──────── Exercise material ────────

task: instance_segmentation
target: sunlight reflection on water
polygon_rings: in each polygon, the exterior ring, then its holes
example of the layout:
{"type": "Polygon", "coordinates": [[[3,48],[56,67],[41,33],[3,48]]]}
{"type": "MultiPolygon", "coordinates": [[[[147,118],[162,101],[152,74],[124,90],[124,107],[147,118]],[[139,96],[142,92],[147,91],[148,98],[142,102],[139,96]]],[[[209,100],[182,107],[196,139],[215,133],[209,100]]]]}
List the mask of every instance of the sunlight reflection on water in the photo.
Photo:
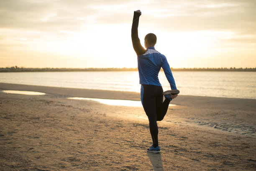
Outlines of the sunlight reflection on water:
{"type": "MultiPolygon", "coordinates": [[[[69,99],[77,100],[93,100],[106,105],[114,106],[123,106],[133,107],[142,107],[141,102],[140,101],[117,100],[113,99],[94,99],[92,98],[84,97],[68,97],[69,99]]],[[[175,105],[169,105],[169,106],[174,106],[175,105]]]]}
{"type": "Polygon", "coordinates": [[[28,91],[16,91],[16,90],[3,90],[3,92],[5,93],[10,94],[19,94],[25,95],[45,95],[45,93],[41,92],[31,92],[28,91]]]}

────────

== Problem ==
Return the listing above word for word, with the pictures removed.

== Worked solution ==
task: instance_segmentation
target: sunlight reflection on water
polygon_rings: in each polygon, the exterior ring, then its holes
example of the layout:
{"type": "Polygon", "coordinates": [[[3,48],[56,67],[41,33],[3,48]]]}
{"type": "MultiPolygon", "coordinates": [[[[147,118],[162,101],[152,74],[124,90],[124,107],[147,118]],[[139,96],[142,92],[147,91],[148,98],[142,102],[139,96]]],[[[209,100],[182,107],[196,139],[215,133],[209,100]]]]}
List the mask of every instance of the sunlight reflection on water in the photo.
Photo:
Outlines of the sunlight reflection on water:
{"type": "MultiPolygon", "coordinates": [[[[69,99],[77,100],[93,100],[106,105],[114,106],[123,106],[133,107],[142,107],[141,102],[140,101],[117,100],[113,99],[94,99],[92,98],[84,97],[68,97],[69,99]]],[[[175,105],[169,105],[169,106],[174,106],[175,105]]]]}
{"type": "Polygon", "coordinates": [[[28,91],[16,91],[16,90],[3,90],[3,92],[5,93],[10,94],[19,94],[25,95],[45,95],[45,93],[41,92],[31,92],[28,91]]]}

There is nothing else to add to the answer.